◆ SHORT TASK
Please add 48 to every coordinate in the answer boxes of the records, starting at the first line and going on through the line with "xmin=0 ymin=165 xmax=314 ymax=268". Write out all of those lines again, leaving every other line and number unchanged.
--- Start of DATA LINES ---
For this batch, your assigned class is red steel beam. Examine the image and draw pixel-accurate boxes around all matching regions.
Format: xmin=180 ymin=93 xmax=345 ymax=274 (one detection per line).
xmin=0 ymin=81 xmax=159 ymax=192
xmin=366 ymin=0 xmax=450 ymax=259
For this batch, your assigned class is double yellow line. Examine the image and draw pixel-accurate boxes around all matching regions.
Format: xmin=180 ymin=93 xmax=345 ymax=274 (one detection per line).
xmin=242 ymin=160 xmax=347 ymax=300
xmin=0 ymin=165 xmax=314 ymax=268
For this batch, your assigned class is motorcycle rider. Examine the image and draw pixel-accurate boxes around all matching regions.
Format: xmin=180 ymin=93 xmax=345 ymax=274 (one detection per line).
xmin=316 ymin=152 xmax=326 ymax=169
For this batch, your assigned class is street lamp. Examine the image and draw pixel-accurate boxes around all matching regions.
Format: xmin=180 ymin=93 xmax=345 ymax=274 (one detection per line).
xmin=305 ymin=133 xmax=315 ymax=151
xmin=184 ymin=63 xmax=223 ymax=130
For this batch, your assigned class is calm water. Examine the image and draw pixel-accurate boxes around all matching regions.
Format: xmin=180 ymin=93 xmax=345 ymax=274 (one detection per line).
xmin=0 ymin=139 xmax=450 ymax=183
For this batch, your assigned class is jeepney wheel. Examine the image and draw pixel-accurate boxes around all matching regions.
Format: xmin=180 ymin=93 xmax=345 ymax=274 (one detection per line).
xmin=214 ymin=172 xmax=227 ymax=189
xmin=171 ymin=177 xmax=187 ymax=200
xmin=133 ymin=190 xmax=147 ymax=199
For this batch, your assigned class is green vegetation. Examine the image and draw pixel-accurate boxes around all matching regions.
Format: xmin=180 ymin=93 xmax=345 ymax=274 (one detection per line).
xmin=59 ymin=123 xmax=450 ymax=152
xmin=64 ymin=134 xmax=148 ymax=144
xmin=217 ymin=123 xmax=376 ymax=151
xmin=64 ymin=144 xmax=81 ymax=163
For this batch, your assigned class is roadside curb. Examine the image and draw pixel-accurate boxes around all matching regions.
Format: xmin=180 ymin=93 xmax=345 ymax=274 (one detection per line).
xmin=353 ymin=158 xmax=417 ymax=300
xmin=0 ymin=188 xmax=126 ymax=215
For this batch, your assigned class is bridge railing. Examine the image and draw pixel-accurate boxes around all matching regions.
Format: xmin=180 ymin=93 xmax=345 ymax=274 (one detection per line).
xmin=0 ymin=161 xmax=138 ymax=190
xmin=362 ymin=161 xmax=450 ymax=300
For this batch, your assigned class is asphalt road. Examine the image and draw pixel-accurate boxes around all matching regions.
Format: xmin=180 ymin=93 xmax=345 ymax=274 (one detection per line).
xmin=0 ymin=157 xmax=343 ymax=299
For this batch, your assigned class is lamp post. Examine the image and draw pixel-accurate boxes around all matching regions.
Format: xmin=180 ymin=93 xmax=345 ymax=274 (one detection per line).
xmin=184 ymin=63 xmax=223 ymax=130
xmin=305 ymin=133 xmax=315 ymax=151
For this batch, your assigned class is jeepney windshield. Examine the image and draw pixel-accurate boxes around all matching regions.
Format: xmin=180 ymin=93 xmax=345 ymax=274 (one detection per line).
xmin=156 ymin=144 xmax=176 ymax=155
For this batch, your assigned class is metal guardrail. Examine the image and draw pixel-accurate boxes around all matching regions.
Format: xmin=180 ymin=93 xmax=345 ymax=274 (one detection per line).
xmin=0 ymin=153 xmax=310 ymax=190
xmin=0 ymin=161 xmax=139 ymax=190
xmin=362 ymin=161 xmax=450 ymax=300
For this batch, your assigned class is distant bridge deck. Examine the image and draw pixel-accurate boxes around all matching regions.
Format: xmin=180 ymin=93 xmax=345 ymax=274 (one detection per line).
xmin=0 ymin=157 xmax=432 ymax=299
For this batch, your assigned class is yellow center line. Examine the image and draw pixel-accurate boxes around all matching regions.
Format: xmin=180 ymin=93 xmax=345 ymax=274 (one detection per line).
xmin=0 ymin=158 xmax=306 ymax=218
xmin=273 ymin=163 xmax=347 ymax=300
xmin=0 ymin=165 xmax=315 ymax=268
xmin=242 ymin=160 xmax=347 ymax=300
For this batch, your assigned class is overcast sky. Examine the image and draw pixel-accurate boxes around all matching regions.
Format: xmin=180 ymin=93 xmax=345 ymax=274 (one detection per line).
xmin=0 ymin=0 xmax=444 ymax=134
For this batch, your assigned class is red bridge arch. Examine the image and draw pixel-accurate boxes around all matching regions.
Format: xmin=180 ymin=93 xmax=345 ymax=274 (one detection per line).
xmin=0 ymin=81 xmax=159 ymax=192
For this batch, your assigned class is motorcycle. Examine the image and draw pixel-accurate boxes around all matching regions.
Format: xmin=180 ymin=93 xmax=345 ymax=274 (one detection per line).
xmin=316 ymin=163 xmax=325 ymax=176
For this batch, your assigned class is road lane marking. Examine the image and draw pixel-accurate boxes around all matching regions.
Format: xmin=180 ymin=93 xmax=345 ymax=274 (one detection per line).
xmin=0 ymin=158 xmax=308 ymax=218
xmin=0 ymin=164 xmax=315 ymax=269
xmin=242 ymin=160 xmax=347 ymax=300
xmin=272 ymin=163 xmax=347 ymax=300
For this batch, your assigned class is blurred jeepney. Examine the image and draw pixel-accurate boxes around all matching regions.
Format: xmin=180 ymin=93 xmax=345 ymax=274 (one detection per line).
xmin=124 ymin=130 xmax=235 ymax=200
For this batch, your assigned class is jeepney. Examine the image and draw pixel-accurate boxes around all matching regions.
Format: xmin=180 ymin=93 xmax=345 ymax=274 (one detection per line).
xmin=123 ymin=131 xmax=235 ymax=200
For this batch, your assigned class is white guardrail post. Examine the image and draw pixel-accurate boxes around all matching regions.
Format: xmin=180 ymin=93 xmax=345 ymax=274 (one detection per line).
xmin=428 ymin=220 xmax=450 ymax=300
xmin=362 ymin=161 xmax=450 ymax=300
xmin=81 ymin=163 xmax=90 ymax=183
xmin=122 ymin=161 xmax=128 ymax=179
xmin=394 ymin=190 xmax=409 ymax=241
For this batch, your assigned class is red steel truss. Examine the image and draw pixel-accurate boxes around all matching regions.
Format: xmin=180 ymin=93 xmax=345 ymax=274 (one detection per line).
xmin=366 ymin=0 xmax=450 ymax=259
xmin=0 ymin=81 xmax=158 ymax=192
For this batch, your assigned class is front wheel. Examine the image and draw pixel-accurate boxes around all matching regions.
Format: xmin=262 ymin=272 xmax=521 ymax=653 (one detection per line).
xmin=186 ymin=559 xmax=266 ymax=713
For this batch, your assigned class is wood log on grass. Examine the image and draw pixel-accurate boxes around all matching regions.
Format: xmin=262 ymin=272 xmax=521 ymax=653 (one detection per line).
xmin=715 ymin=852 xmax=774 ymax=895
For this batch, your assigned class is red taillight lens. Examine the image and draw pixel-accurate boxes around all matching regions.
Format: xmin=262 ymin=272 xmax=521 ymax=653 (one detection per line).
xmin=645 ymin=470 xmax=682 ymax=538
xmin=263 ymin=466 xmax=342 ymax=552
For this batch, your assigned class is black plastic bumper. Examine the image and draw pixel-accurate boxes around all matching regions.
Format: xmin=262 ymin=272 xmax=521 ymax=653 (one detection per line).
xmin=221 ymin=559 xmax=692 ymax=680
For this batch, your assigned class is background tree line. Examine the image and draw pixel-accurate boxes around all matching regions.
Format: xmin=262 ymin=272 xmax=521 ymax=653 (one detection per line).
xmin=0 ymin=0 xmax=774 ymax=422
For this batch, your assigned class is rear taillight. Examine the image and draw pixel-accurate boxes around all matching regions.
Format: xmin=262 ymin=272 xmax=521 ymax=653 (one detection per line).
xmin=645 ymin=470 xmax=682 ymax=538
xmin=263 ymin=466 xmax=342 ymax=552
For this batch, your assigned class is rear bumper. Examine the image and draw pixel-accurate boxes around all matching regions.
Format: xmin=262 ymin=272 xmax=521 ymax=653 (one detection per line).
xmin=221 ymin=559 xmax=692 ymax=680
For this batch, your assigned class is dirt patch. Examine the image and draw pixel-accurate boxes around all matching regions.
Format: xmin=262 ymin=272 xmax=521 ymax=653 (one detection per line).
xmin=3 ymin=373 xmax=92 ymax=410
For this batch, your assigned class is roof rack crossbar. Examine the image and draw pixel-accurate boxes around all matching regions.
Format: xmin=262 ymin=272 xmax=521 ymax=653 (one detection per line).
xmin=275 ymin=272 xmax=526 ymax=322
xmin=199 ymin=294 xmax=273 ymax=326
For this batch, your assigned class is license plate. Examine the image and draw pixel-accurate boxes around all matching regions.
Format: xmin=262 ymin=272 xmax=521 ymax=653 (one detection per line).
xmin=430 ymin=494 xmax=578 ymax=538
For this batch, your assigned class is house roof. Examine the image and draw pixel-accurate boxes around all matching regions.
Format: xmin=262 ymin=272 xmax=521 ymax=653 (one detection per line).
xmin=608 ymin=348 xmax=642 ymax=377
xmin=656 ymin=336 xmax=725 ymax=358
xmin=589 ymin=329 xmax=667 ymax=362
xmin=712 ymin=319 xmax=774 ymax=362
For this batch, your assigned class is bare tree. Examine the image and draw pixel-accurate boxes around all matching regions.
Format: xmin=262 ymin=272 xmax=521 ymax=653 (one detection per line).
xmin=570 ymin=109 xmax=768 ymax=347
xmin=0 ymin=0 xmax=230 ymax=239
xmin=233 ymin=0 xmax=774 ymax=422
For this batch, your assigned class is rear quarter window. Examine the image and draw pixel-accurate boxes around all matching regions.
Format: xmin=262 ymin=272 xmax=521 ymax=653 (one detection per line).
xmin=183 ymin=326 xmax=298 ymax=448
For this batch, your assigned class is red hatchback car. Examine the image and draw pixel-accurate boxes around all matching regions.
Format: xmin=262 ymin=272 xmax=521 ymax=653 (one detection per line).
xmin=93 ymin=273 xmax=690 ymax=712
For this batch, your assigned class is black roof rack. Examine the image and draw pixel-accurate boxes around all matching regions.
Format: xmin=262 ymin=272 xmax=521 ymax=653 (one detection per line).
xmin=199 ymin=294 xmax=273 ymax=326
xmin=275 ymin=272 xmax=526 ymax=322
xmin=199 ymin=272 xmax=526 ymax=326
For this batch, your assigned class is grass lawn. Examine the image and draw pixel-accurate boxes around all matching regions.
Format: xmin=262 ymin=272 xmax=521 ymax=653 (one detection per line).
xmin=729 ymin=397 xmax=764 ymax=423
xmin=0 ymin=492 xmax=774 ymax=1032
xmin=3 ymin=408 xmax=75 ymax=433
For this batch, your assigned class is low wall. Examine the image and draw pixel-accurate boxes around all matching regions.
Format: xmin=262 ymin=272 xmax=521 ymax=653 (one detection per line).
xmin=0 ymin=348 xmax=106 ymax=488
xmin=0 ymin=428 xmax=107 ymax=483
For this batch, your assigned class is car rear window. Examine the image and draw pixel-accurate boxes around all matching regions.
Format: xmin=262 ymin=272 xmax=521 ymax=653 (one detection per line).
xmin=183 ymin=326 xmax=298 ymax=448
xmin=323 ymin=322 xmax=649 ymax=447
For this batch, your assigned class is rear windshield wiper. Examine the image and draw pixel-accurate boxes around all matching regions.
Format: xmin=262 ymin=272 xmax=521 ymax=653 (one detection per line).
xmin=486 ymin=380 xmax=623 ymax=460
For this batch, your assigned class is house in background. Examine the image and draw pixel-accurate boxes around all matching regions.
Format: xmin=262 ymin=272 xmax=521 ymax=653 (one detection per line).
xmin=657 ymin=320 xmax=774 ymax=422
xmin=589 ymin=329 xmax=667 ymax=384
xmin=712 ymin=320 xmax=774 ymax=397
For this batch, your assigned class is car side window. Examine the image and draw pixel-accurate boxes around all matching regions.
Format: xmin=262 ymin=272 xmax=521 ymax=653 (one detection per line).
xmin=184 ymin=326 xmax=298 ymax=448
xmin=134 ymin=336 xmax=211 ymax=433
--- End of DATA LINES ---
◆ FINAL RESULT
For this batch, your assigned class is red steel beam. Examine the image and draw pixel-accurate boxes around all matching regions.
Format: xmin=180 ymin=93 xmax=345 ymax=274 (one detection per line).
xmin=48 ymin=129 xmax=207 ymax=240
xmin=414 ymin=48 xmax=498 ymax=307
For this batch, your assigned class is double yellow line. Examine the image and draw pixel-accurate boxes around all matching regions.
Format: xmin=180 ymin=93 xmax=345 ymax=274 (one detection per line).
xmin=290 ymin=208 xmax=395 ymax=348
xmin=48 ymin=213 xmax=362 ymax=316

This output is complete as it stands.